[Stored data]
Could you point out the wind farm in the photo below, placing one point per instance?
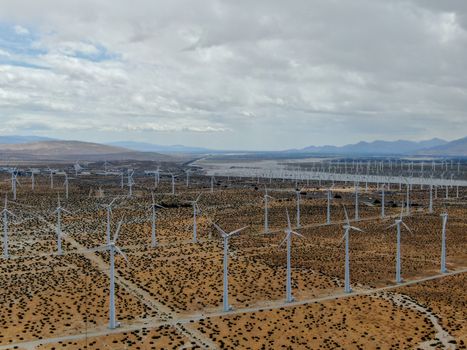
(254, 175)
(179, 272)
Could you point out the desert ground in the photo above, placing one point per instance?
(170, 296)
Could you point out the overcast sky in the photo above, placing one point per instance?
(234, 74)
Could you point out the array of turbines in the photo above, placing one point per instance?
(112, 247)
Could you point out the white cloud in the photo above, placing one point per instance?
(248, 72)
(21, 30)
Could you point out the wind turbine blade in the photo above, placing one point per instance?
(221, 231)
(407, 227)
(342, 239)
(237, 231)
(117, 232)
(96, 249)
(346, 216)
(298, 234)
(288, 220)
(119, 251)
(284, 240)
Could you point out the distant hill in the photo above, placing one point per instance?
(150, 147)
(16, 139)
(377, 147)
(73, 150)
(456, 148)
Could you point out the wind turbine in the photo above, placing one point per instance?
(187, 172)
(328, 210)
(113, 248)
(266, 208)
(14, 182)
(407, 209)
(154, 208)
(226, 237)
(382, 201)
(288, 286)
(5, 213)
(33, 180)
(398, 223)
(51, 178)
(444, 217)
(108, 208)
(59, 233)
(196, 211)
(130, 182)
(356, 202)
(65, 183)
(212, 183)
(173, 184)
(347, 228)
(298, 205)
(430, 206)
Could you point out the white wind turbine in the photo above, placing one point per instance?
(33, 180)
(407, 209)
(288, 285)
(157, 177)
(14, 182)
(173, 183)
(444, 218)
(347, 228)
(212, 183)
(65, 183)
(154, 207)
(113, 248)
(328, 210)
(298, 194)
(266, 208)
(226, 237)
(187, 172)
(356, 202)
(196, 211)
(398, 223)
(430, 205)
(130, 182)
(51, 178)
(382, 201)
(59, 233)
(5, 213)
(108, 208)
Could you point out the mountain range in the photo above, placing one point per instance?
(150, 147)
(74, 150)
(378, 147)
(35, 147)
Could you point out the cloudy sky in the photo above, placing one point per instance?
(237, 74)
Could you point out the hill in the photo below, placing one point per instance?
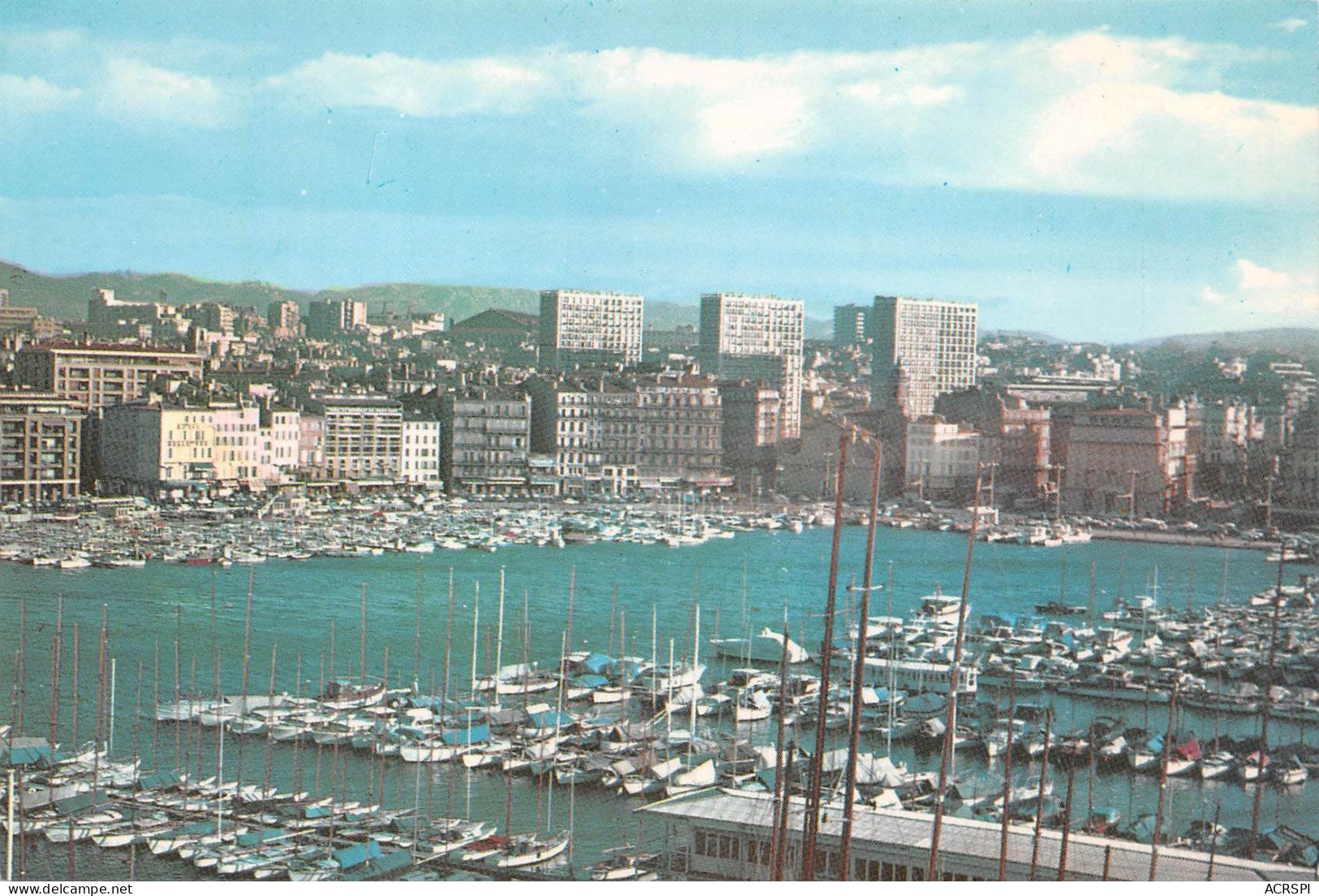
(1287, 341)
(65, 297)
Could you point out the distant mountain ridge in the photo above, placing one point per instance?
(67, 296)
(1289, 341)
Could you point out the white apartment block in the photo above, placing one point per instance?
(363, 438)
(420, 459)
(933, 341)
(153, 445)
(756, 338)
(278, 449)
(584, 328)
(943, 457)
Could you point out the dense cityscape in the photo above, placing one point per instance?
(565, 442)
(207, 400)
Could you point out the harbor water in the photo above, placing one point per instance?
(740, 585)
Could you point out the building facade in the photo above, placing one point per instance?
(485, 437)
(331, 317)
(1128, 461)
(284, 320)
(418, 462)
(584, 328)
(852, 325)
(934, 342)
(363, 438)
(99, 375)
(650, 432)
(40, 448)
(756, 338)
(942, 459)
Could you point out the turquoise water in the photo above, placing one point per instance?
(295, 603)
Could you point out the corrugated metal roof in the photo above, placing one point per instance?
(971, 842)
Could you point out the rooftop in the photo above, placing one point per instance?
(977, 841)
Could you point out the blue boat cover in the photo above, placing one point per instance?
(351, 857)
(253, 837)
(550, 718)
(463, 737)
(597, 663)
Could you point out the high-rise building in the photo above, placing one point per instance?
(582, 328)
(485, 436)
(756, 338)
(852, 325)
(40, 448)
(330, 317)
(363, 437)
(284, 320)
(99, 375)
(650, 430)
(934, 342)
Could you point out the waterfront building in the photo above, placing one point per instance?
(726, 836)
(284, 320)
(933, 341)
(312, 446)
(1127, 461)
(608, 433)
(40, 448)
(852, 325)
(331, 317)
(751, 413)
(942, 459)
(756, 338)
(97, 375)
(363, 438)
(485, 437)
(162, 445)
(418, 463)
(586, 328)
(278, 444)
(152, 448)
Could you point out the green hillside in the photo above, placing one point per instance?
(67, 296)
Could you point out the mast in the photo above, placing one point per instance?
(859, 674)
(1006, 775)
(954, 670)
(56, 648)
(1268, 705)
(499, 638)
(1040, 799)
(776, 845)
(362, 649)
(813, 797)
(417, 635)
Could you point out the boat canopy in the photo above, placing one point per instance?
(464, 737)
(597, 663)
(351, 857)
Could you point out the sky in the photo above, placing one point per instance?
(1097, 170)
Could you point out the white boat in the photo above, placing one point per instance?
(532, 849)
(766, 647)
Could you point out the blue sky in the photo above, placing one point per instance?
(1104, 170)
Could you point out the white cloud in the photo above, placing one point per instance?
(137, 92)
(416, 86)
(1291, 24)
(1264, 293)
(1091, 114)
(21, 97)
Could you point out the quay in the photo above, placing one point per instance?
(726, 836)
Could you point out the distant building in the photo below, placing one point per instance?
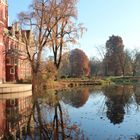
(13, 63)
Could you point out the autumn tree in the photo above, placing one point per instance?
(66, 31)
(135, 61)
(79, 63)
(49, 21)
(96, 67)
(125, 63)
(114, 55)
(65, 68)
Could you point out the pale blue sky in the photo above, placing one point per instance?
(102, 18)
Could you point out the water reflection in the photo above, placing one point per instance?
(14, 115)
(76, 97)
(117, 98)
(72, 114)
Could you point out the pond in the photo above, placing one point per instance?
(94, 113)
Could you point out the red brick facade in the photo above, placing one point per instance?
(13, 63)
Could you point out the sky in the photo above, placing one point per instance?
(102, 18)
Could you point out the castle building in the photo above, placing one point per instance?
(13, 63)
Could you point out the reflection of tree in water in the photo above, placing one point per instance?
(76, 98)
(118, 98)
(137, 94)
(54, 127)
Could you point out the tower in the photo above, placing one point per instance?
(3, 25)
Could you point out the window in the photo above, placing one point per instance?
(12, 71)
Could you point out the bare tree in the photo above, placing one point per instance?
(66, 31)
(49, 22)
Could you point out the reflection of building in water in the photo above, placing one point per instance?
(14, 113)
(76, 98)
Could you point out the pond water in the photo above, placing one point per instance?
(94, 113)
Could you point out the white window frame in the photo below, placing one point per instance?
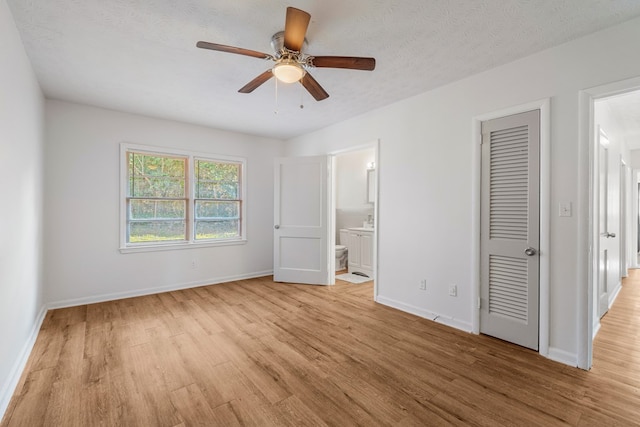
(191, 242)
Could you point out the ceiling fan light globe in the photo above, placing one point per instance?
(288, 71)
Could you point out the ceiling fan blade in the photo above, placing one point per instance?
(253, 84)
(313, 87)
(350, 62)
(295, 28)
(231, 49)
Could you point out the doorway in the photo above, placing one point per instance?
(604, 107)
(354, 210)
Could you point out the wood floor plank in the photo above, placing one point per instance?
(256, 352)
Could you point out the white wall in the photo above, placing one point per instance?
(351, 179)
(82, 260)
(617, 152)
(21, 136)
(427, 182)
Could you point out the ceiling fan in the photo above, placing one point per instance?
(291, 63)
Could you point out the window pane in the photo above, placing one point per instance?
(217, 210)
(156, 176)
(164, 187)
(157, 231)
(215, 180)
(217, 229)
(217, 190)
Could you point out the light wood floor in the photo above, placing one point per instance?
(256, 352)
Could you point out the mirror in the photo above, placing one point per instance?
(371, 185)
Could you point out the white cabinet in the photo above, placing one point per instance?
(360, 251)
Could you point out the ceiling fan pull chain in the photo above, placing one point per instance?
(301, 97)
(276, 109)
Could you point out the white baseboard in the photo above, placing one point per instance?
(562, 356)
(439, 318)
(613, 295)
(596, 328)
(157, 290)
(18, 367)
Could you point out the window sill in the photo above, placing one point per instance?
(180, 246)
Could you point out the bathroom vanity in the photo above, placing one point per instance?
(360, 249)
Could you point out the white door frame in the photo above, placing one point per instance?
(545, 199)
(587, 256)
(332, 208)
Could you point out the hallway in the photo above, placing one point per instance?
(616, 351)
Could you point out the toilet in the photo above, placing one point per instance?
(341, 250)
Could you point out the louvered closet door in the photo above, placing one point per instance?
(510, 205)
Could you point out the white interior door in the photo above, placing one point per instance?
(300, 235)
(510, 228)
(606, 238)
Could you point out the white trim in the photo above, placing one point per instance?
(613, 295)
(180, 245)
(587, 257)
(563, 356)
(439, 318)
(9, 387)
(544, 105)
(191, 156)
(156, 290)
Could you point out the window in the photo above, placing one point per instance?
(176, 198)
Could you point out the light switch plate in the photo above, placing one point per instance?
(565, 209)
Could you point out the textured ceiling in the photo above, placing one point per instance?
(139, 55)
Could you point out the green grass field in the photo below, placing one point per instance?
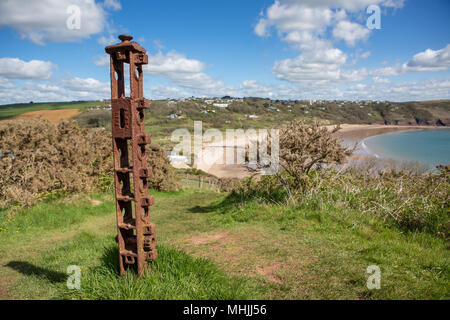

__What is needed__:
Find each line in the items above that contains the word "facade" and copy it out.

__Full response__:
Could you point out the building facade in the photo above, placing one point per instance?
Could you point out the red brick facade in the photo above, placing one point per instance?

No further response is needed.